**Goal of the exercise**
Copy out exactly every line from the line containing "Can you find the finger?" until the records below end, inclusive of both boundary lines.

★ ★ ★ ★

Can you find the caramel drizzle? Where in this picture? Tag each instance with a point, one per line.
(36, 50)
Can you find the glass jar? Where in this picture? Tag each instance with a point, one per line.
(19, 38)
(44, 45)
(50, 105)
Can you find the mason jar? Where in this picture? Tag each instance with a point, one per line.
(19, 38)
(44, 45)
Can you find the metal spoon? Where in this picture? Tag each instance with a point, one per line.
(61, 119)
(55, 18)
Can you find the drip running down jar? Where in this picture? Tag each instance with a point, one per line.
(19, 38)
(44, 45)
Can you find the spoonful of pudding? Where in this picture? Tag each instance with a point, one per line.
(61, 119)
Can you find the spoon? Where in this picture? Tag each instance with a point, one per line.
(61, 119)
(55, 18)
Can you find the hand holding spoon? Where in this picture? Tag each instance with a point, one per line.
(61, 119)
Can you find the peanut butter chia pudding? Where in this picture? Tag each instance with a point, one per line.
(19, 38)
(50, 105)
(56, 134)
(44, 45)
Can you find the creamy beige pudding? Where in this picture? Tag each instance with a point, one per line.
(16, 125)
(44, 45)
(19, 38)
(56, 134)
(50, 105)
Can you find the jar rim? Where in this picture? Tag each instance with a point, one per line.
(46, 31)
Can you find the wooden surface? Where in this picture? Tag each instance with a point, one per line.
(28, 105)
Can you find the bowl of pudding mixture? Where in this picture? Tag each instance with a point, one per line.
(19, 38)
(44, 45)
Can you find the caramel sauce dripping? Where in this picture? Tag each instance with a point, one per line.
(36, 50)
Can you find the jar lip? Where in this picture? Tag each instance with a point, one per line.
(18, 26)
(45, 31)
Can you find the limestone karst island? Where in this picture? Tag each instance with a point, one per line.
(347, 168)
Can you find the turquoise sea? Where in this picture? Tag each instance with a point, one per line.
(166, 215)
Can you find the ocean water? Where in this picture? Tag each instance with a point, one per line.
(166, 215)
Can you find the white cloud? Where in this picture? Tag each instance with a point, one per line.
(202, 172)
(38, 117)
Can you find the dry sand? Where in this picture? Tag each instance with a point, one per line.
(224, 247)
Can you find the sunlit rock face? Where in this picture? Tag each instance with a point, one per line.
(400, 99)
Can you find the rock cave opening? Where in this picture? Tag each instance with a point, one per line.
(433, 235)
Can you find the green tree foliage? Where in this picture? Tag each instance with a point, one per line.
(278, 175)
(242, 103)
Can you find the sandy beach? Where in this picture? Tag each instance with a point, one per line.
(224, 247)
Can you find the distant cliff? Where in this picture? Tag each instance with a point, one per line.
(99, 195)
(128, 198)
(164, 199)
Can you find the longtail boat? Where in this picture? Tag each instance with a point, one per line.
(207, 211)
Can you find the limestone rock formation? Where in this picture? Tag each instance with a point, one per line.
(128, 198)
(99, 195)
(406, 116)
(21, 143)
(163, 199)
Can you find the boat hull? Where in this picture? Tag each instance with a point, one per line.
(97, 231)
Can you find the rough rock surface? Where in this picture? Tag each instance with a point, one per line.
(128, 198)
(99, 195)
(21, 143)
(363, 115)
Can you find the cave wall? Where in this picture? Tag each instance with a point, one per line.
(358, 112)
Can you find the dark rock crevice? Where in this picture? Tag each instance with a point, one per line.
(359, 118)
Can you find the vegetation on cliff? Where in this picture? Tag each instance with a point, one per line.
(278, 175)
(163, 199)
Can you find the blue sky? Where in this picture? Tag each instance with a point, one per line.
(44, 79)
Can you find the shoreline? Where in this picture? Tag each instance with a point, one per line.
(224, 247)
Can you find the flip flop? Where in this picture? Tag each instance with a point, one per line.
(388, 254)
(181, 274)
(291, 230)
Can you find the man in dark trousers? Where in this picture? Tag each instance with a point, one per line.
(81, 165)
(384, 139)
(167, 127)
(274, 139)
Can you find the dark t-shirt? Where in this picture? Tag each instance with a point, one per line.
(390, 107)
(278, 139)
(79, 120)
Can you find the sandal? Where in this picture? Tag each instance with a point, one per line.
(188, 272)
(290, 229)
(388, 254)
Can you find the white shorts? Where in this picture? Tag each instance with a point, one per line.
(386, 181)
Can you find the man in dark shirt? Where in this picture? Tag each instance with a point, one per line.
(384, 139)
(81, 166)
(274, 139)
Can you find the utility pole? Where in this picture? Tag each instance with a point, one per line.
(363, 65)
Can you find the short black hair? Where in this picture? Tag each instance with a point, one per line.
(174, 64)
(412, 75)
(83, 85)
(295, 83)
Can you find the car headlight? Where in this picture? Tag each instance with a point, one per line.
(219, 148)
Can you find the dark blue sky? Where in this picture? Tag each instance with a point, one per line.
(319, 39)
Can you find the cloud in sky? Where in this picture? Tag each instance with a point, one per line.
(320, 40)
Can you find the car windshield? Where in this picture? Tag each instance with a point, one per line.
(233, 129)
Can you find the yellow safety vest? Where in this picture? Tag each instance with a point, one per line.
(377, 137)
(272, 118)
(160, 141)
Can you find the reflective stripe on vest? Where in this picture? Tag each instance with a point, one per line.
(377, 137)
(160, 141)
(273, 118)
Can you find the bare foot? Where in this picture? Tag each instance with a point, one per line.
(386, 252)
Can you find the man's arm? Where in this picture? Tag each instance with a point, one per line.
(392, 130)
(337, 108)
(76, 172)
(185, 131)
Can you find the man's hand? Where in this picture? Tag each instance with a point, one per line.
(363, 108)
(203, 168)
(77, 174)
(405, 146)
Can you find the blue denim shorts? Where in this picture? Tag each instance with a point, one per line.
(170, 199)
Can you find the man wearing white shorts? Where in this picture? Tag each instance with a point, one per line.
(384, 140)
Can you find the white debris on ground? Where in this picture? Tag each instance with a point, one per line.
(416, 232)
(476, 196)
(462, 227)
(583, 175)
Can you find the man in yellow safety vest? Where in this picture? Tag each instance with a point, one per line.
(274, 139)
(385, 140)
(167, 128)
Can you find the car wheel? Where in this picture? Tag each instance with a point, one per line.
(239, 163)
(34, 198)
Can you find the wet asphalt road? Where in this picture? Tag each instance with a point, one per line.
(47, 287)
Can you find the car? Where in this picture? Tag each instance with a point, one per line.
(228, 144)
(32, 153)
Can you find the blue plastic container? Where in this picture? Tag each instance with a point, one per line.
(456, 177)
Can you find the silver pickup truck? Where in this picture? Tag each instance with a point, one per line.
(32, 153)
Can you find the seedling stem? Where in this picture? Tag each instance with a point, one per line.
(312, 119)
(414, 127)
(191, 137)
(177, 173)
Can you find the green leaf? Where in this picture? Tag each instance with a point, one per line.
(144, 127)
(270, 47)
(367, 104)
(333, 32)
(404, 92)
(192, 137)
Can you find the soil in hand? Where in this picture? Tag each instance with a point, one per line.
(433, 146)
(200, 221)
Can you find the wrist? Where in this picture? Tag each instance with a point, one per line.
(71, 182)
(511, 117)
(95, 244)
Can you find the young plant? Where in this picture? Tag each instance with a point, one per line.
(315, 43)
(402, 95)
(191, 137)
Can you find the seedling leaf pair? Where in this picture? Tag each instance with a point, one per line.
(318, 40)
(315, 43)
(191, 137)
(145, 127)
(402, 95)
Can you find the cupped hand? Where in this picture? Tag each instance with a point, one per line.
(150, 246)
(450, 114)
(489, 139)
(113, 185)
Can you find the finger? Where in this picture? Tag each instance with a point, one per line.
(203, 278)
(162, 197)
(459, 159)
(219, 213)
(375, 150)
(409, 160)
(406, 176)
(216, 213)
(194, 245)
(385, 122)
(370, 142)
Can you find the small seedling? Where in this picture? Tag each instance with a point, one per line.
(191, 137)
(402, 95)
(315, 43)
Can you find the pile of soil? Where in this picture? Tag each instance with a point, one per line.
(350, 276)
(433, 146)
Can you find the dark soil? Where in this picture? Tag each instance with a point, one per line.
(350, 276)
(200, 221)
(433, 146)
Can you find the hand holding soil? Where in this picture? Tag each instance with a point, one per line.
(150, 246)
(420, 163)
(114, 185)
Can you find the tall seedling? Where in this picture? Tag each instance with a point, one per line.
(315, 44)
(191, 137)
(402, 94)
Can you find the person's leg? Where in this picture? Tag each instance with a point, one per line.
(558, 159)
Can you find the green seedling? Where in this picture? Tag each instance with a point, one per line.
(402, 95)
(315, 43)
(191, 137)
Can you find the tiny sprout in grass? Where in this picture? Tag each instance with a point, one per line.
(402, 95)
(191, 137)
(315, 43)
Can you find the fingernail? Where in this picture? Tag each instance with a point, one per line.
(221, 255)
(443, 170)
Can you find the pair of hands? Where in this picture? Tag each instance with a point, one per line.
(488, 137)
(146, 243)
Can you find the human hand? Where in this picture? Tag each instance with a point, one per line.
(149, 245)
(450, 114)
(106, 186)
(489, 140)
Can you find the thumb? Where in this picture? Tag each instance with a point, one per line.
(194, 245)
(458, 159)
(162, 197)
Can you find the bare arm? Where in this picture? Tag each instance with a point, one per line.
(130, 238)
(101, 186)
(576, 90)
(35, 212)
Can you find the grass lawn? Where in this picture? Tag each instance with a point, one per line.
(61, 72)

★ ★ ★ ★

**Response**
Can you find the finger? Where in this picture? Tag each instance with a point, one per line.
(203, 278)
(162, 197)
(459, 159)
(219, 213)
(375, 150)
(409, 160)
(406, 176)
(216, 213)
(194, 245)
(385, 122)
(370, 142)
Can you find the small seedling? Where in this picture? Tag each instance with a point, one per line.
(191, 137)
(402, 95)
(315, 43)
Can you find the pile of soil? Where in this picture? Tag each instance with a point, one per line.
(350, 276)
(433, 146)
Can you find the dark soil? Where in this picture? Tag each instance with a point, one per line.
(350, 276)
(200, 221)
(433, 146)
Can you find the hand holding soil? Where in this picture? Tag each instance with a point, one per line.
(150, 246)
(420, 163)
(114, 185)
Can you find the tall seedling? Where in this picture? Tag each instance with a point, one per line.
(315, 44)
(191, 137)
(402, 94)
Can you find the person's leg? Where in this picture? Tag each instance with a point, one per line.
(558, 159)
Can you find the green seedling? Where in this picture? Tag each instance with a point, one per line.
(402, 95)
(315, 43)
(191, 137)
Can you find the tiny sprout in grass? Where in this picture? Tag each instance with a point, one per line.
(402, 95)
(191, 137)
(315, 43)
Can you find the fingernail? Where in this picture? Tag each instance with a point, one per line.
(221, 255)
(443, 170)
Can you find the pair of hands? Where in this picture? Tag each instance with a point, one per line.
(488, 137)
(146, 243)
Can you find the human hand? Where in this picture? Tag each instance with a point, one per line.
(149, 245)
(450, 114)
(106, 186)
(489, 140)
Can you find the thumb? Where in this picture? Tag each instance with a point, one per line.
(194, 245)
(458, 159)
(162, 197)
Can you find the bare arm? Where in this picture? Tag each instance with a point, one per line.
(130, 238)
(101, 186)
(576, 90)
(35, 212)
Can you find the grass lawn? Where in this picture? Tag each instance with a point, one per line.
(61, 72)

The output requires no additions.